= Passage =

Carpel v. Saget Studios, Inc., 326 F. Supp. 1331 (E.D. Pa. 1971)

US District Court for the Eastern District of Pennsylvania - 326 F. Supp. 1331 (E.D. Pa. 1971)
April 30, 1971

326 F. Supp. 1331 (1971)

Bernice L. CARPEL
Alan S. Carpel,

Civ. A. No. 43376.

United States District Court, E. D. Pennsylvania.

April 30, 1971.

*1332 Howard Wallner, Philadelphia, Pa., for plaintiffs.

Neil H. Stein, I. Raymond Kremer, Kremer, Krimsky & Luterman, Philadelphia, Pa., for defendant.


VAN ARTSDALEN, District Judge.

This is a motion for summary judgment by defendant, Saget Studios, Inc., who contends that as a matter of law the plaintiffs' breach of contract claim could not result in damages of $10,000 and, thus, this suit is not within the monetary jurisdictional limits of the federal court. This motion is granted.

The plaintiffs allege in their complaint that the defendant contracted with them to take black and white photographs of their wedding for $110 but that those photographs were never delivered because of the negligence and carelessness of the defendant. The plaintiffs contend that the damages should include the present cost to restage the wedding and to photograph it, loss of sentimental value by the defendant's failure to perform at the time of the actual wedding, emotional distress caused by the defendant's failure to perform at that time and punitive damages. The defendant contends that such measure of damages is erroneous and that the application of the correct measure of damages could not yield a verdict of $10,000.00.

= Directions =
- a) In the court opinion, what price did Saget Studios agree to charge the plaintiffs for photographing their wedding?
- b) Resume the Carpel v. Saget Studios opinion with the sentence that follows its last one.

= Material provided =
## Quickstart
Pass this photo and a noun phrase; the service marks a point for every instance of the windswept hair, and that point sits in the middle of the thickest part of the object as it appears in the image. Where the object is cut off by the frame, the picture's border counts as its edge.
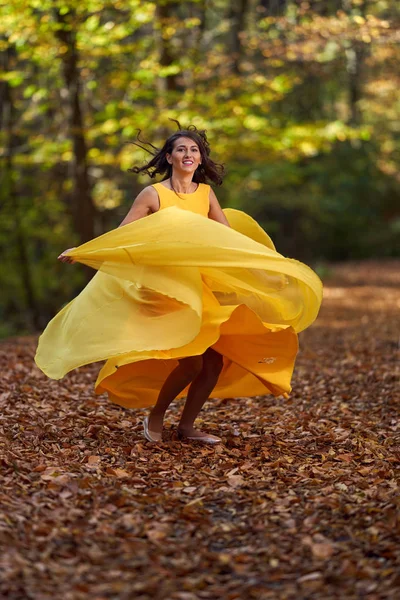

= Responses by task =
- a) $110, for black and white photographs of the wedding.

- b)
The general statutory provision governing the federal district court's jurisdiction over the subject matter in diversity actions states in part that "[t]he district court shall have original jurisdiction of all civil actions where the matter in controversy exceeds the sum or value of $10,000, exclusive of interest and costs * * *" 28 U.S.C.A. § 1332 (1966). While the plaintiff has the burden of alleging the jurisdictional amount, the rule is that the sum claimed by the plaintiff would control the determination of jurisdictional amount, if the claim is made in good faith. St. Paul Mercury Indemnity Co. v. Red Cab Co., 303 U.S. 283, 288-290, 58 S. Ct. 586, 82 L. Ed. 845 (1938); cited in Wade v. Rogala, 270 F.2d 280, 284 (3rd Cir. 1959). See Wright *1333 on Federal Courts, § 33 (2nd ed. 1970). For the court to dismiss an action based on plaintiffs' failure to meet the jurisdictional amount of $10,000 "[i]t must appear to a legal certainty that the claim is really for less than the jurisdictional amount * * *." Id. The issue here is whether the theories of damage espoused by the plaintiffs could as a matter of law yield damages of $10,000.00.

In order to correctly determine the measure of damages, the nature of the action must first be determined. While plaintiffs have provided the court with a mixture of tort and contract theories, they are bound to proceed on a breach of contract theory. In their pre-trial memorandum they stated their theory of liability: "Defendant entered into contract to deliver certain photographs, but failed to make delivery. LiabilityBreach of Contract." The plaintiffs also contend in their trial brief, that their theory of recovery is based upon breach of contract. In addition, the plaintiff, Alan S. Carpel, at pages 18 and 19 of his deposition, stated that his claim was based on defendant's breach of its agreement to take pictures of his wedding and that his action was limited to that breach of agreement.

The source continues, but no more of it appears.